#### Data extract
════
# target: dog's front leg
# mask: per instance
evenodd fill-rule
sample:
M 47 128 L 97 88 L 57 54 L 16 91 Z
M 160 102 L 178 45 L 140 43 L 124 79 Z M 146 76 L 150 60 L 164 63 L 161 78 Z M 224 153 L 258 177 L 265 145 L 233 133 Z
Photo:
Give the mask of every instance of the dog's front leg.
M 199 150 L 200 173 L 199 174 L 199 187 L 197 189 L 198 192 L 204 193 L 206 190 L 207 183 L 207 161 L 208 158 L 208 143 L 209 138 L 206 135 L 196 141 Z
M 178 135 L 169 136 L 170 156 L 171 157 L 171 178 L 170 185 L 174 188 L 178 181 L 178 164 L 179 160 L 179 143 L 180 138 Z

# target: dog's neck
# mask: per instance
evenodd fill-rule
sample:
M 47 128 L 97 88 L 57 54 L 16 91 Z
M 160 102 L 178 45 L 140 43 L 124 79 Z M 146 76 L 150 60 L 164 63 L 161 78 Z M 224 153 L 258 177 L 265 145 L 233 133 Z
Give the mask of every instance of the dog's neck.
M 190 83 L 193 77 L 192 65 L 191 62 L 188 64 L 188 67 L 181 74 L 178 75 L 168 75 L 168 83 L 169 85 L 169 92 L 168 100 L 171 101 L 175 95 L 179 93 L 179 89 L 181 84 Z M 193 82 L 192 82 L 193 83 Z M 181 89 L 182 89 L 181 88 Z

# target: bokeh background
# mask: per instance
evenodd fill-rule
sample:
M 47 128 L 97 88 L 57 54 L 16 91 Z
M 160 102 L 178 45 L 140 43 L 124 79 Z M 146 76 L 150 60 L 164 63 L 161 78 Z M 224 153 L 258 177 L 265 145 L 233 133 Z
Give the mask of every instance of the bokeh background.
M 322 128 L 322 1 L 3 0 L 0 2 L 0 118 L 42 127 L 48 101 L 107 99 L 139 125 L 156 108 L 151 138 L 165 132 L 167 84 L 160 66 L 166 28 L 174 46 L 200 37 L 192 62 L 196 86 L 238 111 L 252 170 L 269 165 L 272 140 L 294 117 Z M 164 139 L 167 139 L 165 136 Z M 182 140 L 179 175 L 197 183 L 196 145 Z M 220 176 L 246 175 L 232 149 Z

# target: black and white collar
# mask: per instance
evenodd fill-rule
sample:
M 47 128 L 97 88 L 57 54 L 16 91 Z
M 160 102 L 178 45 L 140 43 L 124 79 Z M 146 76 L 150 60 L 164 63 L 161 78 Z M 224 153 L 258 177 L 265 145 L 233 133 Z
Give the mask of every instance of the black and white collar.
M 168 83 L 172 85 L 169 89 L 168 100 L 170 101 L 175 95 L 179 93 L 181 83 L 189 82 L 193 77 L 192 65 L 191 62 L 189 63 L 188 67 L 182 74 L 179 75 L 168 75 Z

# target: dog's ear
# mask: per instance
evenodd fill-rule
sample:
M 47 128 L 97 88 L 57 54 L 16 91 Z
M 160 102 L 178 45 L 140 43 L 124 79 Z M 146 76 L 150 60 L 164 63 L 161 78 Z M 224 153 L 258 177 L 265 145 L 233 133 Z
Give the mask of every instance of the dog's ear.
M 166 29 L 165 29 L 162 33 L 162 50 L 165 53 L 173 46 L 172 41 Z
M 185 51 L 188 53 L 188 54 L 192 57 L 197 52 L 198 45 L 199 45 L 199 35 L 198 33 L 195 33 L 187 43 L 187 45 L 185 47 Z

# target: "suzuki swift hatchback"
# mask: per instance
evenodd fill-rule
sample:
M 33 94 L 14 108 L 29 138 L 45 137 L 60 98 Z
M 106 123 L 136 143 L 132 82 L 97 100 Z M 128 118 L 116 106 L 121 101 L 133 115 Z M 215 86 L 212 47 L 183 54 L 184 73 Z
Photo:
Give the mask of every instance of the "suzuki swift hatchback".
════
#### Required work
Rewrite all the items above, changing each "per instance" to "per object" and leaving every other character unchanged.

#### Solution to this task
# target: dog's front leg
# mask: per object
evenodd fill-rule
sample:
M 47 128 L 97 88 L 57 54 L 16 91 Z
M 160 102 L 178 45 L 140 43 L 124 79 Z M 146 76 L 150 60 L 164 63 L 161 78 Z M 224 153 L 258 177 L 265 145 L 233 133 Z
Photo:
Give the mask of every instance of the dog's front leg.
M 199 150 L 200 173 L 199 174 L 199 187 L 197 189 L 198 192 L 204 193 L 206 190 L 207 183 L 207 161 L 208 158 L 208 143 L 209 138 L 206 135 L 196 141 Z
M 178 135 L 169 136 L 170 156 L 171 157 L 171 178 L 170 185 L 174 188 L 178 181 L 178 164 L 179 160 L 179 143 L 180 138 Z

# target: dog's neck
# mask: per object
evenodd fill-rule
sample:
M 47 128 L 97 88 L 57 54 L 16 91 Z
M 160 102 L 178 45 L 140 43 L 124 79 Z M 146 76 L 150 60 L 164 63 L 161 78 Z M 224 153 L 258 177 L 265 145 L 233 133 Z
Give the mask of every instance of the dog's neck.
M 190 83 L 193 77 L 192 65 L 191 62 L 188 64 L 188 67 L 181 74 L 178 75 L 168 75 L 168 83 L 169 85 L 169 92 L 168 100 L 171 101 L 175 95 L 179 93 L 179 89 L 181 84 Z M 193 82 L 192 82 L 193 83 Z M 181 89 L 182 89 L 181 88 Z

# target: bokeh background
# mask: per object
evenodd fill-rule
sample:
M 47 128 L 97 88 L 57 54 L 16 91 Z
M 160 102 L 178 45 L 140 43 L 124 79 Z M 146 76 L 150 60 L 164 63 L 161 78 Z M 224 153 L 258 177 L 265 145 L 233 133 Z
Give the mask of every instance of the bokeh background.
M 322 128 L 322 1 L 3 0 L 0 2 L 0 118 L 42 127 L 48 101 L 107 99 L 139 125 L 156 108 L 151 138 L 165 132 L 167 84 L 160 66 L 166 28 L 174 46 L 200 37 L 192 62 L 196 86 L 238 111 L 252 170 L 269 165 L 272 140 L 294 117 Z M 164 139 L 167 139 L 165 136 Z M 182 140 L 179 175 L 197 183 L 196 145 Z M 220 176 L 246 175 L 232 149 Z

# target: black and white collar
# mask: per object
evenodd fill-rule
sample:
M 47 128 L 97 88 L 57 54 L 16 91 Z
M 160 102 L 178 45 L 140 43 L 124 79 Z M 146 76 L 150 60 L 164 63 L 161 78 Z M 224 153 L 258 177 L 265 145 L 233 133 Z
Give the mask of every instance of the black and white collar.
M 168 83 L 172 85 L 169 89 L 168 100 L 170 101 L 175 95 L 179 93 L 181 83 L 189 82 L 193 77 L 192 65 L 191 62 L 189 63 L 188 67 L 182 74 L 179 75 L 168 75 Z

# target: dog's ear
# mask: per object
evenodd fill-rule
sample:
M 47 128 L 97 88 L 57 54 L 16 91 Z
M 160 102 L 178 45 L 140 43 L 124 79 Z M 146 76 L 150 60 L 164 63 L 161 78 Z M 224 153 L 258 177 L 265 145 L 233 133 Z
Give the mask of every instance of the dog's ear.
M 166 29 L 165 29 L 162 33 L 162 50 L 165 53 L 173 46 L 172 41 Z
M 185 51 L 188 53 L 188 54 L 192 57 L 197 52 L 198 45 L 199 45 L 199 35 L 198 33 L 195 33 L 187 43 L 187 45 L 185 47 Z

# target: "suzuki swift hatchback"
# mask: per object
evenodd fill-rule
sample:
M 33 94 L 14 108 L 29 138 L 45 137 L 60 98 Z
M 106 123 L 136 143 L 132 82 L 97 100 Z M 128 118 L 116 106 L 121 101 L 133 115 Z M 215 86 L 212 47 L 183 54 L 184 73 Z
Photo:
Give the mask of every instance of the "suzuki swift hatchback".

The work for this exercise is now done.